[Supplied text]
::::

My wife has family in Missouri so I'll refrain from any comments on idiocy of Missouri . :smt083 I did say it is "likely" just as easy to get one in your home state, but as you point out there are always exceptions. Unlike Virginia where permits are issued at the state level, here in North Carolina county sheriff's departments issue permits. Depending on the local sheriff, it could be simpler for some here to get their permit from the neighbor to the north.

I understand moving is something not to be done lightly and many people don't see it as an option. I am a former resident of California; in fact I still own some land there. I would have a higher net worth if I stayed out there, but I have a much richer life because I chose to leave. (_I had a "million dollar" house out there that was a fifty-year-old, three bedroom, 1250 square foot tract house next to a freeway. Reality is the place is worth at most $80,000 in most of the country._) I don't think people should move simply based on handgun laws after all such laws can, and do change. I do think it is one of many things to consider in choosing where to live. One of the great things about the US is nobody is forced to stay where they are. Though easier for some than others, moving just isn't that difficult.

CrackEfron obviously has strong reasons to stick with NY and CA and will therefore put up with the nonsense with regard to firearms required of that choice. Then again, maybe adding a third place of residence is an option? If every trip between NY and CA included a plane change in Phoenix......


----------

::::

[Record excerpts]
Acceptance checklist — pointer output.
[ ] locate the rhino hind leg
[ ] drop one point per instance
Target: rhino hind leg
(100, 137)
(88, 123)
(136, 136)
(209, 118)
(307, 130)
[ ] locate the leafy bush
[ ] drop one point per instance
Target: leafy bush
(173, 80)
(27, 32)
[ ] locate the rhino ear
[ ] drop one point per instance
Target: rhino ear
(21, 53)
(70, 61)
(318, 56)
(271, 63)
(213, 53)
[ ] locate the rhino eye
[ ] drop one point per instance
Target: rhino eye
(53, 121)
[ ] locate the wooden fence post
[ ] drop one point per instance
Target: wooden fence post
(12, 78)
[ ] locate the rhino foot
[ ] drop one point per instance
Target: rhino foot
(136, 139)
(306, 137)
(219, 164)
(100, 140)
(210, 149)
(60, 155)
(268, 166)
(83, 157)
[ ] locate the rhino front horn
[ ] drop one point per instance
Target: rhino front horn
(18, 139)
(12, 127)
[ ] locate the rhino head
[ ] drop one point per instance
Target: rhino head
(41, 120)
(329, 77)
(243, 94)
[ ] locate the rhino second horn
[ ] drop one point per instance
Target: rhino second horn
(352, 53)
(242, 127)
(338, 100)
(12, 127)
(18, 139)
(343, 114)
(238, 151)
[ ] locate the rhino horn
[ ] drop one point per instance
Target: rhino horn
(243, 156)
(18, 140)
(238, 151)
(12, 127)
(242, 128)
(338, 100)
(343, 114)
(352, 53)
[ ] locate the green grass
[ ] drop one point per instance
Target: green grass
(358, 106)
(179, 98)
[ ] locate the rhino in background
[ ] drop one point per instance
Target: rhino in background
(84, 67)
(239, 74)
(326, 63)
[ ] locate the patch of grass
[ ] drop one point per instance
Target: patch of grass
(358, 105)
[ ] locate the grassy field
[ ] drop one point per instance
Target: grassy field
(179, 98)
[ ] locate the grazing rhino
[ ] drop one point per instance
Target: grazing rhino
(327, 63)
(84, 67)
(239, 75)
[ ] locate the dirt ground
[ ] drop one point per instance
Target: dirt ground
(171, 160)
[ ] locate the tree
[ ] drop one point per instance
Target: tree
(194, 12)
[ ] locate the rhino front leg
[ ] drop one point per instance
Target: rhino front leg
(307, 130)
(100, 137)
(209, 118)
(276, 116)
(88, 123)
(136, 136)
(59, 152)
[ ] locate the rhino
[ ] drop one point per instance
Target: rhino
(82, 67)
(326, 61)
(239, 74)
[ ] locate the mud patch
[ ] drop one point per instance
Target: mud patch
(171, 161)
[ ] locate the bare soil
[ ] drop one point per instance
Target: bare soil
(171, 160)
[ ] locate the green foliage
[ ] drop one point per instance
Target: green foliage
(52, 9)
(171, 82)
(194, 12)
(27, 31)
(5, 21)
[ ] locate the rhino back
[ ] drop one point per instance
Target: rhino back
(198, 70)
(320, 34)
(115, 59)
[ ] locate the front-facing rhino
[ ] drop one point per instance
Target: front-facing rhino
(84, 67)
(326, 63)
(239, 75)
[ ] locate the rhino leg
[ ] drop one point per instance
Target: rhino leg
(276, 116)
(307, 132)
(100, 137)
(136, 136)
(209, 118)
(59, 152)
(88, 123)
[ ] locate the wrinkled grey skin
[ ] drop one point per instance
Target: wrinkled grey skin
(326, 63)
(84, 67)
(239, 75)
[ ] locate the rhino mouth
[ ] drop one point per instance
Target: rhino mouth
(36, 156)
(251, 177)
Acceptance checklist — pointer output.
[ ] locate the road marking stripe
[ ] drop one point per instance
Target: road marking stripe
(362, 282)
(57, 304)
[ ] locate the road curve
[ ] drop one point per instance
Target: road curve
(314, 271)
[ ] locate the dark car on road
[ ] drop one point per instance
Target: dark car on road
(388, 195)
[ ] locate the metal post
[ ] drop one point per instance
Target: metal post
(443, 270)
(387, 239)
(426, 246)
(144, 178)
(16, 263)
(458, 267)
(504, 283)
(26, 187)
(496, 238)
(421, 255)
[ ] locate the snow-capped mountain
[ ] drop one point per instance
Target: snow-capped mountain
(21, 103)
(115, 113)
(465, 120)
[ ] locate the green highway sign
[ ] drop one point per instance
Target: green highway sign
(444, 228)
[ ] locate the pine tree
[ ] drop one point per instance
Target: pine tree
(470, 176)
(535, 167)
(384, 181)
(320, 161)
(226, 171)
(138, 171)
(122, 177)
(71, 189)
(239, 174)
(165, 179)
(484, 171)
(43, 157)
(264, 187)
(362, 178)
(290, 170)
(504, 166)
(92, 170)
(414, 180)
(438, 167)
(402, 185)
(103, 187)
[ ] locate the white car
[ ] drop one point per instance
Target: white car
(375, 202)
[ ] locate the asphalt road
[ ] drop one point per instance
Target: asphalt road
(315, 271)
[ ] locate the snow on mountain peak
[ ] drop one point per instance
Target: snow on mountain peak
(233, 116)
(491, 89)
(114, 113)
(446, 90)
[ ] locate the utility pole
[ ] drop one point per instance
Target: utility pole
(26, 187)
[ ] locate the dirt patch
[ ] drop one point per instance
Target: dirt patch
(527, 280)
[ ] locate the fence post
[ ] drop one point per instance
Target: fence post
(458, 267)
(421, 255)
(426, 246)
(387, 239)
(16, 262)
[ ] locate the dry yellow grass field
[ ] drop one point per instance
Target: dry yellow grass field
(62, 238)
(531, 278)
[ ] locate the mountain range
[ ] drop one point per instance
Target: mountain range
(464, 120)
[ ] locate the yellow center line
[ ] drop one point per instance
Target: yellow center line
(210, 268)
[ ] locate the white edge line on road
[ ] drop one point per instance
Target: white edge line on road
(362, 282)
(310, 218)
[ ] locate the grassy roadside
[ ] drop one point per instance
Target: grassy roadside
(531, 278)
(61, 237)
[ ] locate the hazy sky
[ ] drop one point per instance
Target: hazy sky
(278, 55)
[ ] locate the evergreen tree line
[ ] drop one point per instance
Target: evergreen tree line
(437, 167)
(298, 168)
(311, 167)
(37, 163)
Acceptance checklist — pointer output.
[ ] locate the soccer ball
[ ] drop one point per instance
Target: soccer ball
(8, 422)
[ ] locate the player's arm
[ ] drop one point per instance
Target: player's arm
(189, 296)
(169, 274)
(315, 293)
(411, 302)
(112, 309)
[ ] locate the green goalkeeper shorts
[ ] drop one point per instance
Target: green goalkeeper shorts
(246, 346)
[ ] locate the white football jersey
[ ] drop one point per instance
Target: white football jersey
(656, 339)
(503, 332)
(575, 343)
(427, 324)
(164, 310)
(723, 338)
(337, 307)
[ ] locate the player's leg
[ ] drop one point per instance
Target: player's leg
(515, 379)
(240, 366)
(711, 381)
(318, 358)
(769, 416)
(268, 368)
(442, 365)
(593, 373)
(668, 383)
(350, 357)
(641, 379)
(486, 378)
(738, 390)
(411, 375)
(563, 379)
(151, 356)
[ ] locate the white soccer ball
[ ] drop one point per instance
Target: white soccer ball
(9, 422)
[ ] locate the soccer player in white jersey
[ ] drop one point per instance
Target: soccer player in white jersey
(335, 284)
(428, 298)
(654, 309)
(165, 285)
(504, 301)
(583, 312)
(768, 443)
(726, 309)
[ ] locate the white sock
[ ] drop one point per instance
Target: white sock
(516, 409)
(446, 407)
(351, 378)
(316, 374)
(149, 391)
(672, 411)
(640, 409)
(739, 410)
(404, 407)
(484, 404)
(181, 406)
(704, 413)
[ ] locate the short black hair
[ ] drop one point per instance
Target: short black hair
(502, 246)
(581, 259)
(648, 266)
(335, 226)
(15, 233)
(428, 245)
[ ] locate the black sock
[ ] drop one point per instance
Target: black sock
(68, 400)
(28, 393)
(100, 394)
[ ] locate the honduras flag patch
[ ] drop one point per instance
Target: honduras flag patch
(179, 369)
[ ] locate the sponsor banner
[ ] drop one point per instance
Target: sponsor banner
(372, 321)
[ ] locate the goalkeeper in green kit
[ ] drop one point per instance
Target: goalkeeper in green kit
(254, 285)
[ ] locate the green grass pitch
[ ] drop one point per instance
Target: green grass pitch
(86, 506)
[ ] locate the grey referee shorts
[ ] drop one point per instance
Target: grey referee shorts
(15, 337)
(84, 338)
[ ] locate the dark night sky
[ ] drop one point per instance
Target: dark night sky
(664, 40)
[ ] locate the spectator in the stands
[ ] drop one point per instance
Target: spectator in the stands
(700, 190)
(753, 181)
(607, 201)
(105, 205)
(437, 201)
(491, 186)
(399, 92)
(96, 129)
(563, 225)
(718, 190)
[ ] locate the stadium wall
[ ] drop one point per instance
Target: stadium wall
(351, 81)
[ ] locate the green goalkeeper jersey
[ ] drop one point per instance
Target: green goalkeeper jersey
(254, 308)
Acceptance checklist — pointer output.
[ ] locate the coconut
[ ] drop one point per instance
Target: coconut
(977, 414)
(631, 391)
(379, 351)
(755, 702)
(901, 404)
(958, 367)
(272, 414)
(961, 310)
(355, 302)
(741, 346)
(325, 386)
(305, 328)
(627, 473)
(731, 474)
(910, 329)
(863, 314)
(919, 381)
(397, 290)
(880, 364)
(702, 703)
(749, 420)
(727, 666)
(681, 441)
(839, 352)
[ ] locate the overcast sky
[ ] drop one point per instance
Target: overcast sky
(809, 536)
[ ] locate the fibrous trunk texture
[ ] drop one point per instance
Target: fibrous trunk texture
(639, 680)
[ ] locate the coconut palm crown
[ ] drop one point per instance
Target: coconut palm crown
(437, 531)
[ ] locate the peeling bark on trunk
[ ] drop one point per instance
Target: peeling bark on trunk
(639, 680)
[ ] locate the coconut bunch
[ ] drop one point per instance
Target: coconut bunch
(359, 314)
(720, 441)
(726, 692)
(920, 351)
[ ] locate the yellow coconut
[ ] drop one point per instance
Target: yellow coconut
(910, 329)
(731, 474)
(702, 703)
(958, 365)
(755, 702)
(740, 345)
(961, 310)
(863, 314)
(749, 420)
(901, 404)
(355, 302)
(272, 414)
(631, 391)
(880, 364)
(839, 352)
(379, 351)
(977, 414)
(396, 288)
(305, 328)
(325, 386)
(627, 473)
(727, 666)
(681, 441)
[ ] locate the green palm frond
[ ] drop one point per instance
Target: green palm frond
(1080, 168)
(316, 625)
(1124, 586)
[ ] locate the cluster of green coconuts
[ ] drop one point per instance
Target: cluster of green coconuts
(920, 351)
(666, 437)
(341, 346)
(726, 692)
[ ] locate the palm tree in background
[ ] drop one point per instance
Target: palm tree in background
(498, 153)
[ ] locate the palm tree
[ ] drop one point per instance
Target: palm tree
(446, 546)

::::

Return the stretch of the forum thread starting with "My wife has" and going on through "to the north.", copied word for word.

My wife has family in Missouri so I'll refrain from any comments on idiocy of Missouri . :smt083 I did say it is "likely" just as easy to get one in your home state, but as you point out there are always exceptions. Unlike Virginia where permits are issued at the state level, here in North Carolina county sheriff's departments issue permits. Depending on the local sheriff, it could be simpler for some here to get their permit from the neighbor to the north.